* [What is asked]
Please reproduce every item below word for word, leaving out the pictures.

Start of Data entries

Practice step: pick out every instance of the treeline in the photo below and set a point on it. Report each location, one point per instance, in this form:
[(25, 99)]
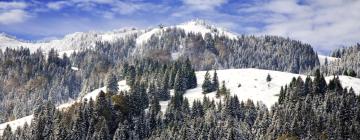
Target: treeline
[(310, 109), (27, 79), (348, 63), (214, 51)]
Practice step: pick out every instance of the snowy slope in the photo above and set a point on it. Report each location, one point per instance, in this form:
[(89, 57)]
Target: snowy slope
[(253, 86), (70, 43), (80, 40), (193, 26), (20, 122)]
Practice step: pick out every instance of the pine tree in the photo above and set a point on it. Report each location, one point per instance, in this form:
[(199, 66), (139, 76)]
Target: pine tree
[(215, 81), (112, 85), (268, 78), (319, 86), (121, 132), (352, 73), (223, 90), (207, 86), (7, 134)]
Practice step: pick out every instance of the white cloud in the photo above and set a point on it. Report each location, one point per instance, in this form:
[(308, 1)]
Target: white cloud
[(323, 24), (12, 5), (12, 12), (13, 16), (204, 4), (58, 5)]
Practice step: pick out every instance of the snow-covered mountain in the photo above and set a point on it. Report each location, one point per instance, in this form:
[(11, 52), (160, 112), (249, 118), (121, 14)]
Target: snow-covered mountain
[(245, 83), (71, 42), (193, 26), (81, 40)]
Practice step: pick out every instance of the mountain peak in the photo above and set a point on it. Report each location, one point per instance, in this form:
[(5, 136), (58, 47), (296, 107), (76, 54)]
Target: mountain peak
[(197, 22)]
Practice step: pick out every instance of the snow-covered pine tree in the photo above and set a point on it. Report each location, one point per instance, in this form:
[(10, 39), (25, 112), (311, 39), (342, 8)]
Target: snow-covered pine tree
[(112, 86), (207, 86)]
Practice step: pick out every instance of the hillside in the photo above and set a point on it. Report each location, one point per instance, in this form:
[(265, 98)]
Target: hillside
[(206, 45), (253, 86)]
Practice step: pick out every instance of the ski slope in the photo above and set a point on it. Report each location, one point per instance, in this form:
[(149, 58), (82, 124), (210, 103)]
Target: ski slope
[(68, 44), (253, 86)]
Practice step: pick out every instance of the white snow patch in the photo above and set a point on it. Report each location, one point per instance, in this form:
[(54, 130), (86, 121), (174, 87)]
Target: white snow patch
[(329, 59), (193, 26), (253, 85), (75, 68)]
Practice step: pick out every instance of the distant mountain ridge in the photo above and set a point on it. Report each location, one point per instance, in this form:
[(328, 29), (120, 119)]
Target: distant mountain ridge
[(206, 45)]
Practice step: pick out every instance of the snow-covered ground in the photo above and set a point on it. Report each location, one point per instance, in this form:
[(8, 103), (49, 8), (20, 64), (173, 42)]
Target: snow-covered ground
[(70, 43), (245, 83), (253, 85), (193, 26)]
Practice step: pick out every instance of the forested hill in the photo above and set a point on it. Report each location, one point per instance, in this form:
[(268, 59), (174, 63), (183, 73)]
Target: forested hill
[(206, 46), (347, 62)]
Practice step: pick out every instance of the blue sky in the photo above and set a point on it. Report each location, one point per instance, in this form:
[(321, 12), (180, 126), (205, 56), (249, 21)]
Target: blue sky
[(325, 24)]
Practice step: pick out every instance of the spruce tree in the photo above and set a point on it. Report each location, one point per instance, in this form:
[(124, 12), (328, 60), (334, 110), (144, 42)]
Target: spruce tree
[(207, 86), (268, 78), (112, 85), (215, 81)]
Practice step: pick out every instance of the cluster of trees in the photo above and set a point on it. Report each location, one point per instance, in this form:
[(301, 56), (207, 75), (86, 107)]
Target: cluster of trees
[(27, 78), (310, 109), (210, 84), (347, 64), (209, 51)]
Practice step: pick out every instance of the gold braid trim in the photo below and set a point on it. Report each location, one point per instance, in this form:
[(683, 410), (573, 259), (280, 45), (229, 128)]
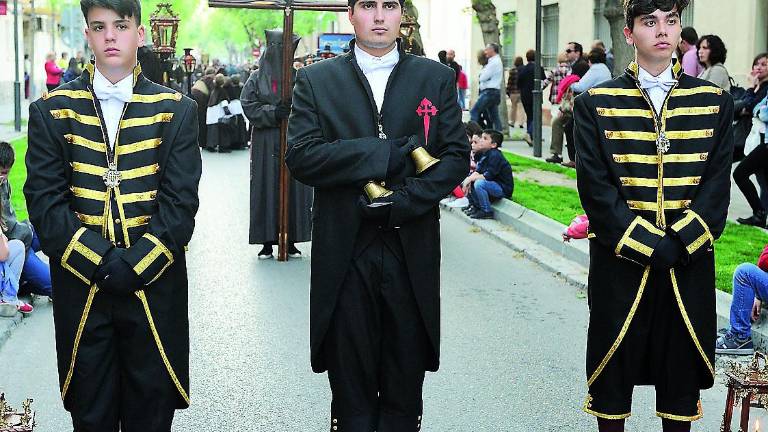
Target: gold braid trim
[(123, 149), (692, 111), (624, 328), (146, 121), (698, 90), (78, 335), (139, 98), (699, 414), (80, 118), (83, 142), (687, 321), (143, 298)]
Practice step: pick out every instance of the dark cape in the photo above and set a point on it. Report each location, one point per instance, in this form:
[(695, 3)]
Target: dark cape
[(259, 98)]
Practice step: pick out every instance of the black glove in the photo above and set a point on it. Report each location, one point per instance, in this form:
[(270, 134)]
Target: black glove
[(400, 150), (116, 276), (377, 211), (668, 252), (282, 110)]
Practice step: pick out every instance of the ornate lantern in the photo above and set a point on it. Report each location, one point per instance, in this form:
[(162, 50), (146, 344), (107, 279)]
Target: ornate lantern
[(13, 421), (189, 62), (165, 28), (748, 385)]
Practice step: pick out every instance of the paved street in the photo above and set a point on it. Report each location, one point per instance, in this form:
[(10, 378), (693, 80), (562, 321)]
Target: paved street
[(513, 337)]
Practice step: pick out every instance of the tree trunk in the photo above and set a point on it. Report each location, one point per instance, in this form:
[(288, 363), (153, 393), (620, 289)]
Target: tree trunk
[(412, 34), (622, 52), (489, 25)]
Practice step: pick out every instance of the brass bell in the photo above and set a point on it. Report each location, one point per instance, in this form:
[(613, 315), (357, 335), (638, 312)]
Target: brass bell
[(375, 190), (423, 160)]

End of Data entries

* [Finished task]
Practice step: pick out every instance of the treeline in the photo below and set a point on it. Report each location, one point per instance, in this form:
[(25, 99)]
Target: treeline
[(310, 109), (27, 79), (348, 63), (214, 51)]
Practice step: pick out every instance of the snowy slope in the photo above and set a point on it. Report each location, one point per instance, in this form:
[(89, 57)]
Target: snowy slope
[(253, 86), (70, 43), (80, 40), (193, 26), (20, 122)]
Practice step: pick out every instance of the pine tree in the photo above and set a point on it. Report each location, one point per instance, in this form:
[(199, 66), (139, 76)]
Target: pine tree
[(215, 81), (112, 85), (268, 78), (319, 86), (121, 132), (352, 73), (223, 90), (207, 86), (7, 134)]
Practice step: pick out every instance of the white cloud in the photo above and set a point on it. Report each location, one point per instance, in this form:
[(308, 1)]
Target: white cloud
[(323, 24), (12, 5), (12, 12), (13, 16), (204, 4), (58, 5)]
Practice step: pick out every instance of the snow-covered mountain in the photo above and set a point on it. Report each location, one point per instance, in this form:
[(11, 52), (160, 112), (249, 118), (121, 14)]
Target: snow-covered mountain
[(245, 83), (71, 42), (193, 26), (81, 40)]
Practice step: pick out every instance of the mountain peak in the photo above and set a point on it. Report each location, one point per instance, in this form:
[(5, 136), (58, 47), (296, 107), (76, 54)]
Target: mountain peak
[(197, 22)]
Practice step: pick out every instance of the snow-covered pine tree in the photo above and set a point on it. Report each location, one point per instance, in this form:
[(10, 39), (25, 112), (311, 39), (342, 8)]
Target: snow-covered pine tree
[(112, 86), (207, 86)]
Practice step: pick out every instance of the hillside in the photo above and set a point on it. Report each location, one point per instance, in this form:
[(265, 98)]
Target: hillside
[(206, 45), (253, 86)]
Practice step: pick out every instance of the ski slope in the photo above and set a point on it. Report each location, one point per instance, in this form:
[(149, 58), (82, 124), (210, 103)]
Target: ski slope
[(68, 44), (253, 86)]
Practice step: pick out every instance of the white snow patch in the photo above and set a point on it. Report each location, one point per instance, in this form:
[(54, 130), (86, 121), (174, 87)]
Target: white snow patch
[(329, 59), (193, 26), (253, 85), (75, 68)]
Practice step: pick out every instance of the distant mountain ridge in the photo above and set a point on it. Report each location, one point per instance, in this form:
[(328, 29), (120, 119)]
Target: distant mountain ridge
[(206, 45)]
Practice step: pick out every instance of the snow-covered ground in the photo above and set a point on it. Report each location, one point per instance, in this form:
[(8, 103), (49, 8), (20, 64), (173, 42)]
Target: snow-covered ground
[(70, 43), (245, 83), (253, 85), (193, 26)]
Practice step: pick out every instance of the forested hill in the photo above and set a point on it. Report each location, one point per instance, in this form:
[(268, 59), (174, 63), (183, 73)]
Target: forested hill
[(206, 46), (347, 62)]
Practice step: pick out every instance of the blue sky in the photo above and set a point on it. Report each location, one point per instance, in this form:
[(321, 12), (180, 126), (205, 56), (249, 21)]
Target: blue sky
[(325, 24)]
Practice step: pick out every instance of the spruce tree in the photo above and set a point on it. Report each location, one point per instance, in this form:
[(124, 12), (328, 60), (334, 110), (144, 42)]
Target: spruce tree
[(207, 86), (268, 78), (112, 85), (215, 81)]
Practice step: pick out every instance of the cluster of trees in the photo above and set a point on it. Report each location, one point per instance, in this form:
[(301, 56), (207, 75), (86, 107)]
Target: cluster of trees
[(27, 78), (310, 109), (210, 84), (347, 64), (209, 51)]
Practice step: pick out every instance of the gold braid trim in the photo below and set a point on it. Report each location, one point per instance, in this form:
[(683, 410), (573, 259), (280, 45), (229, 128)]
Target: gold braid trim
[(123, 149), (692, 111), (624, 328), (146, 121), (698, 90), (78, 335), (139, 98), (699, 414), (80, 118), (83, 142), (687, 321), (143, 298)]
Practice step: pick out every instance of the dark cape in the photo above and set a point on it. Report each location, one point per instance, in this form:
[(695, 3)]
Target: dark cape
[(259, 98)]
Practice step: pick out every instance of the black glove in the photo above and set a point on it. Report each location, one point per instance, in this form:
[(270, 134)]
Target: black glove
[(400, 150), (116, 276), (377, 211), (668, 252), (282, 110)]
Practice step: pick out every instance of the ornate lantern in the photo above and set a point on it. Report each location, one point per instance, in this form:
[(162, 50), (146, 344), (107, 279)]
Target: ornate lantern
[(13, 421), (189, 62), (165, 28), (748, 385)]
Practice step: pick out every instance of the paved street in the photo above and set a point on it. Report each location, one point per instance, in this form:
[(10, 378), (693, 80), (562, 321)]
Target: paved street
[(513, 337)]
Practice step: pick out every instance of the tree trunk in the photo above and set a point on it. Report each location, one point per instance, in this form:
[(288, 363), (153, 393), (620, 289)]
Target: tree trunk
[(412, 34), (622, 52), (489, 25)]
Practice step: pick out every instance of the brass bell in the photo above and set a point on it. Report each location, one point per instance, in this form:
[(613, 315), (357, 335), (638, 312)]
Target: brass bell
[(375, 190), (423, 160)]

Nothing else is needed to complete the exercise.